━━ Input records ━━

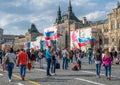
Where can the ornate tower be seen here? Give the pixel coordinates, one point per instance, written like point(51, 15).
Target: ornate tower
point(118, 4)
point(70, 10)
point(58, 19)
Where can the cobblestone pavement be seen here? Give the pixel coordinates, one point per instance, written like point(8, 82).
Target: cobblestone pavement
point(86, 76)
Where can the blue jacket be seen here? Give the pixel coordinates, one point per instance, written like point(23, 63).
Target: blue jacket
point(48, 54)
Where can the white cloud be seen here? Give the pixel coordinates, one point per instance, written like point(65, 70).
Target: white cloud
point(41, 4)
point(97, 15)
point(80, 2)
point(110, 6)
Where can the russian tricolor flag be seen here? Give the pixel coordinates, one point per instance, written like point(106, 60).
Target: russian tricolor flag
point(52, 35)
point(84, 41)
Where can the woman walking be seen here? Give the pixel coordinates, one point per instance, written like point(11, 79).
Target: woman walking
point(98, 61)
point(53, 63)
point(10, 55)
point(107, 59)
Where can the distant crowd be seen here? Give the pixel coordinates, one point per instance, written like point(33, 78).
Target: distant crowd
point(25, 59)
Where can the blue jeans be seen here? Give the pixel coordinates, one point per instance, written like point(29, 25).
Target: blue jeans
point(107, 70)
point(65, 63)
point(10, 67)
point(48, 65)
point(90, 59)
point(98, 68)
point(22, 70)
point(53, 66)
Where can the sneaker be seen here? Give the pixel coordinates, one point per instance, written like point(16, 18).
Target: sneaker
point(10, 80)
point(108, 78)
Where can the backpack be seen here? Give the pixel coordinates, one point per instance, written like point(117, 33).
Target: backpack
point(0, 53)
point(7, 59)
point(75, 67)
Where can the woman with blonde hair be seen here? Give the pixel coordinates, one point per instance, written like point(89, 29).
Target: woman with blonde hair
point(107, 60)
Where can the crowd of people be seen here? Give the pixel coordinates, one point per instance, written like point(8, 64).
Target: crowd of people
point(22, 57)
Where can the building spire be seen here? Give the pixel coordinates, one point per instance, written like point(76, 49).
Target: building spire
point(70, 6)
point(118, 4)
point(58, 19)
point(69, 10)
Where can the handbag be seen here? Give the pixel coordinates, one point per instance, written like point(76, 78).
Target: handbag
point(7, 59)
point(29, 66)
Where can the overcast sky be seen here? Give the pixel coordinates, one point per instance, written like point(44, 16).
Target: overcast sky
point(16, 16)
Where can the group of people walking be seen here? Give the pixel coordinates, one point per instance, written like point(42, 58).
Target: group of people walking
point(22, 58)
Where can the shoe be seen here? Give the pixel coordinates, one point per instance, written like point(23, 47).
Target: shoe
point(108, 78)
point(23, 78)
point(10, 80)
point(49, 75)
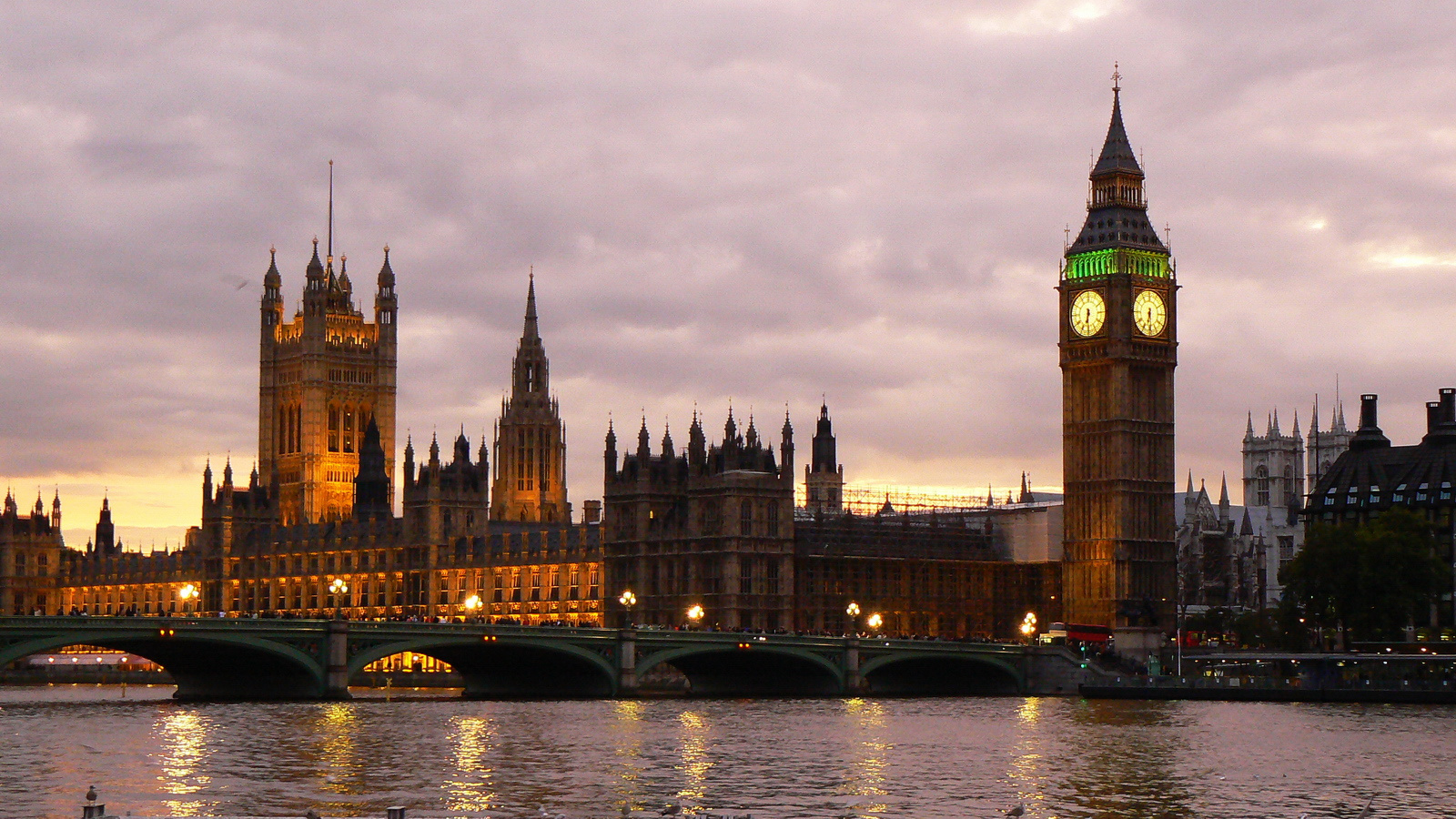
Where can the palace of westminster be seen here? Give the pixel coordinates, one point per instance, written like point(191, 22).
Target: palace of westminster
point(312, 530)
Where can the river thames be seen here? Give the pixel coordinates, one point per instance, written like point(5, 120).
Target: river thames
point(772, 758)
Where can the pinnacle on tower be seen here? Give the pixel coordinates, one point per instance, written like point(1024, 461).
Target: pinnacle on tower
point(386, 273)
point(273, 278)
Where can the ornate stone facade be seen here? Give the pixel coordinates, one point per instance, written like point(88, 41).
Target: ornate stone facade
point(824, 475)
point(531, 440)
point(29, 557)
point(322, 378)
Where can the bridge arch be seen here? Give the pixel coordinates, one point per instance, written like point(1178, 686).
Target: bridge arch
point(509, 668)
point(945, 675)
point(750, 669)
point(203, 665)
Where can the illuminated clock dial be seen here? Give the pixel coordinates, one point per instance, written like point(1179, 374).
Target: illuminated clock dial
point(1088, 312)
point(1149, 314)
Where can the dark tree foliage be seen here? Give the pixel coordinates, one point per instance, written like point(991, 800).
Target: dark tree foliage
point(1368, 581)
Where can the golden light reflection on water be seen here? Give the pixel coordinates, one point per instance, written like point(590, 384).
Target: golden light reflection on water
point(626, 734)
point(868, 758)
point(696, 763)
point(337, 726)
point(182, 748)
point(472, 789)
point(1028, 765)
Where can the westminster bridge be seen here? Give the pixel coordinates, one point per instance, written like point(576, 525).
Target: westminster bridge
point(315, 659)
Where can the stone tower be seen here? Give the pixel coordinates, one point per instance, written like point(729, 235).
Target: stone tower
point(1118, 347)
point(531, 440)
point(324, 376)
point(1273, 465)
point(824, 479)
point(1325, 446)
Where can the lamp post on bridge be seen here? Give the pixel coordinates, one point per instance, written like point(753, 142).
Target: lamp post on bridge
point(470, 605)
point(628, 599)
point(337, 589)
point(187, 593)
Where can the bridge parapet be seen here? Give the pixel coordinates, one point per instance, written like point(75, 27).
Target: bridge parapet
point(258, 659)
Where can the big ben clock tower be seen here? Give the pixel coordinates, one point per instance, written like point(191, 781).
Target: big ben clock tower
point(1118, 346)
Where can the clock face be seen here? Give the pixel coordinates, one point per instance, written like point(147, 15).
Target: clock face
point(1149, 314)
point(1088, 312)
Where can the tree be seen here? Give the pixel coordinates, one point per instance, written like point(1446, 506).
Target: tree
point(1369, 581)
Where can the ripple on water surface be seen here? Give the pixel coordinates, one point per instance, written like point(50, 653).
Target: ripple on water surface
point(775, 758)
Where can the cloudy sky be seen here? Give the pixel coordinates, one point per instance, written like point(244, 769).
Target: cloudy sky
point(749, 201)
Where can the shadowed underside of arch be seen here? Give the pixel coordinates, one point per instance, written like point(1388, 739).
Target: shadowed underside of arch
point(213, 668)
point(514, 671)
point(939, 676)
point(752, 672)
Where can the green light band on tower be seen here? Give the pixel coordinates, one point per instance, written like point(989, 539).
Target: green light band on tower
point(1096, 264)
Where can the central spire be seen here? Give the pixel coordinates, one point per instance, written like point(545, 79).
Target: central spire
point(531, 308)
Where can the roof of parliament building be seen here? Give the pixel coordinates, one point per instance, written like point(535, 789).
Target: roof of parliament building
point(1375, 475)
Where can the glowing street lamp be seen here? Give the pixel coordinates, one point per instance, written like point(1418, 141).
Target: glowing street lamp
point(337, 588)
point(1028, 625)
point(472, 603)
point(628, 599)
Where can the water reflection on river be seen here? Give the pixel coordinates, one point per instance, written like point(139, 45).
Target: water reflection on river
point(778, 758)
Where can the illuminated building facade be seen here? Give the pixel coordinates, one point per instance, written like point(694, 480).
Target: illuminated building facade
point(29, 555)
point(1118, 346)
point(715, 526)
point(322, 378)
point(318, 537)
point(531, 440)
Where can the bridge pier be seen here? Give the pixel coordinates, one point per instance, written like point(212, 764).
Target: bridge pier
point(854, 681)
point(626, 662)
point(337, 653)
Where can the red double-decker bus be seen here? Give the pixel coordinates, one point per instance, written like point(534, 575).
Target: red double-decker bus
point(1063, 632)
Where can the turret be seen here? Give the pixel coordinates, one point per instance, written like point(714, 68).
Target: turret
point(696, 443)
point(273, 298)
point(371, 481)
point(786, 450)
point(611, 453)
point(386, 303)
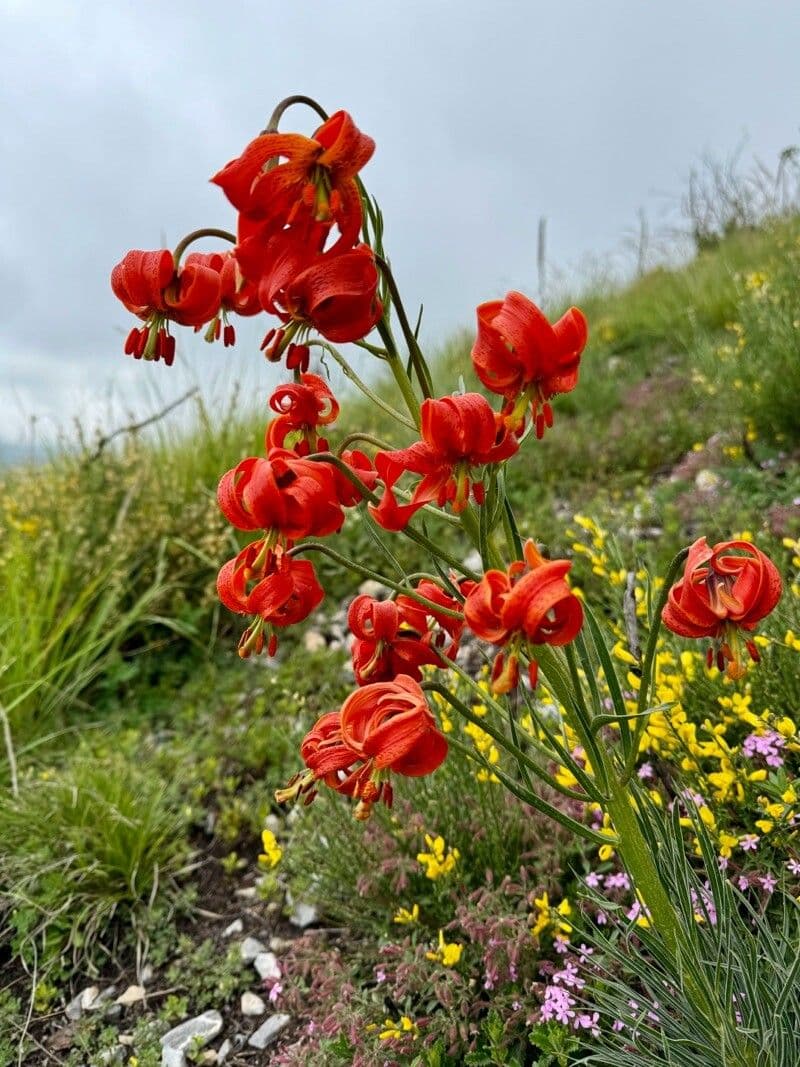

━━━

**The task**
Transcribe all the items above word for word, leaving out the pictures.

**Answer to this exercise**
Where can the ornate tower be seen here? Give the pixel coordinates, one point per instance, written like point(51, 15).
Target: ornate tower
point(118, 4)
point(70, 10)
point(58, 19)
Where can the cobblestone pavement be seen here? Give the pixel coordinates, one point per instance, written like point(8, 82).
Target: cobblestone pavement
point(86, 76)
Where can the blue jacket be seen here? Give the pixel coordinates, one point per instance, written like point(23, 63).
Target: blue jacket
point(48, 54)
Where can the white cloud be seen here? Give the pixel coordinates, one point per instance, written like point(65, 70).
Target: white cloud
point(41, 4)
point(97, 15)
point(80, 2)
point(110, 6)
Where can the russian tricolor flag be seen here? Give the pixel coordinates, one point per instance, written like point(106, 60).
Target: russian tricolor flag
point(52, 35)
point(84, 41)
Where can the woman walking be seen here? Give the pixel coordinates, one point per instance, written like point(11, 79).
Target: woman walking
point(98, 61)
point(53, 63)
point(10, 55)
point(107, 59)
Where can the distant crowd be seen here? Give the pixel coordinates, one point per instance, written like point(33, 78).
Target: distant crowd
point(25, 59)
Where can the blue jeans be seen here? Give the pixel coordinates, one point per instance, written like point(29, 25).
Target: blue jeans
point(107, 70)
point(65, 63)
point(10, 67)
point(48, 65)
point(90, 59)
point(98, 68)
point(22, 70)
point(53, 66)
Where can the sneaker be seen here? Give the pixel coordinates, one point per instance, written like point(16, 18).
Target: sneaker
point(10, 80)
point(108, 78)
Where can the backpack be seen here? Give the pixel coordinates, one point per instance, written like point(117, 33).
Target: backpack
point(0, 53)
point(7, 59)
point(75, 67)
Where can the woman with blonde hair be seen here? Give the pixel coordinates, one point per instance, written like point(89, 29).
Target: woman with blonde hair
point(107, 60)
Where can the crowd of people be seen here? Give the pixel coordinates, one point per instance, written like point(8, 64).
Target: crowd of people
point(22, 57)
Where can the building spire be seen here? Give the pixel coordinates, one point per instance, written like point(76, 49).
Target: building spire
point(70, 6)
point(118, 4)
point(58, 19)
point(69, 10)
Where can the handbag be seen here? Give the pixel coordinates, one point per instance, written like point(76, 78).
Target: handbag
point(7, 59)
point(29, 66)
Where can the overcast sky be seen here? Give the pixel coordinates, one point per instance, written like point(44, 16).
Target: overcast sky
point(16, 16)
Where can the group of people walking be seen here? Give the pixel coordinates, one point per instance, written like point(42, 58).
Target: group of people walking
point(22, 58)
Where can the shoe be seen here? Give the pixel coordinates, one point per instance, written like point(23, 47).
Target: shoe
point(108, 78)
point(23, 78)
point(10, 80)
point(49, 75)
Where can the palace of westminster be seen here? Give the pixel coordinates, one point per instance, written like point(191, 22).
Target: palace of westminster
point(312, 530)
Where can the river thames be seen here? Give the pixel coordinates, one point per instance, written like point(5, 120).
Target: river thames
point(772, 758)
Where can the pinnacle on tower be seen here? Give the pixel coordinates, one point per instance, written like point(1024, 461).
Target: pinnacle on tower
point(386, 273)
point(273, 278)
Where can the ornate stone facade be seen here? Give the pixel coordinates, one point per instance, written like point(88, 41).
Target: ornate stone facade
point(824, 475)
point(531, 440)
point(29, 557)
point(322, 378)
Where can the bridge arch be seen here? Give the pixel coordinates, one point per instance, written like point(1178, 686).
Target: bridge arch
point(509, 668)
point(945, 675)
point(750, 669)
point(203, 665)
Where can the illuminated clock dial be seen here? Give the pixel coordinates, one point per instance, written like point(1179, 374).
Target: illuminated clock dial
point(1088, 312)
point(1149, 314)
Where can the dark tree foliage be seen here? Give the pixel coordinates, one point per instance, written like point(991, 800).
Target: dark tree foliage
point(1368, 581)
Where can the golden light reflection on water be seen here? Give the pixel coordinates, one point per instance, written like point(590, 384).
Target: golden light reflection on water
point(626, 734)
point(868, 758)
point(696, 763)
point(337, 726)
point(182, 748)
point(472, 789)
point(1028, 765)
Where can the westminster bridge be seen here? Give the pixel coordinates, one point per instance, written like point(576, 525).
Target: westminster bridge
point(315, 659)
Where can the stone tower be seen here? Give the pixel coordinates, one point per instance, written like point(729, 235).
Target: stone tower
point(1118, 347)
point(531, 440)
point(324, 376)
point(1273, 465)
point(824, 479)
point(1325, 446)
Where can the lamp post on bridge be seen here? Give the pixel coordinates, one point per instance, written like point(753, 142).
Target: lamp post on bridge
point(470, 605)
point(628, 599)
point(337, 589)
point(187, 593)
Where can the bridge parapet be seen here? Give the pixel coordinates, one point per instance, written like point(75, 27).
Target: bridge parapet
point(258, 659)
Where can the big ben clock tower be seen here? Give the pixel coordinates, one point per instance, written like point(191, 781).
Target: big ben clock tower
point(1118, 346)
Where can the clock face be seen here? Give the pixel coordinates, one point per instance, written like point(147, 15).
Target: clock face
point(1149, 314)
point(1088, 312)
Where can the tree be seen here? Give the pixel coordinates, one point per instance, written like point(1446, 506).
Target: tree
point(1369, 581)
Where can the ripple on water surface be seen here? Give the pixel coordinates, one point per instance, written like point(50, 653).
Target: ripple on water surface
point(775, 758)
Where can the cloudy sky be seen here? Give the pixel coordinates, one point per instance, written like point(244, 769).
Target: cloudy sky
point(749, 201)
Where can the shadowed underside of arch be seen here? Give the pixel coordinates, one point per instance, written like point(1388, 739).
Target: shadowed underside of arch
point(213, 668)
point(514, 671)
point(939, 676)
point(752, 672)
Where can the green light band on tower be seen here? Give the pixel coordinates, one point per instance, written like point(989, 539).
Target: green light band on tower
point(1096, 264)
Where can the central spire be seen here? Give the pixel coordinates, one point per instance, written like point(545, 79).
Target: central spire
point(531, 308)
Where can the roof of parliament building be seen here? Give the pixel coordinates, one point per instance, written like point(535, 789).
Target: roof of parliament building
point(1375, 475)
Where can the glowing street lamp be seen here? Give the pixel coordinates, one point per instance, written like point(1418, 141).
Target: glowing street lamp
point(337, 588)
point(1028, 625)
point(472, 603)
point(628, 599)
Where can the water reflection on river be seen here? Give the pixel coordinates, one point per instance, written like point(139, 45).
Target: water reflection on river
point(778, 758)
Where can the illuminated building facade be seen here? Give the pixel coordinates, one point per instance, written like point(694, 480).
Target: illuminated building facade
point(29, 555)
point(1118, 346)
point(715, 526)
point(322, 378)
point(318, 537)
point(531, 440)
Where can the bridge pier be seen here? Give the pixel coordinates, one point per instance, written like point(212, 764).
Target: bridge pier
point(854, 681)
point(626, 662)
point(337, 653)
Where can the red double-decker bus be seen here? Give the pixel coordinates, one point per instance, written like point(534, 575).
Target: red double-decker bus
point(1063, 632)
Where can the turret be seen here? Give the pixel coordinates, one point per instance, written like point(714, 68).
Target: turret
point(696, 443)
point(273, 298)
point(371, 481)
point(786, 450)
point(611, 453)
point(386, 303)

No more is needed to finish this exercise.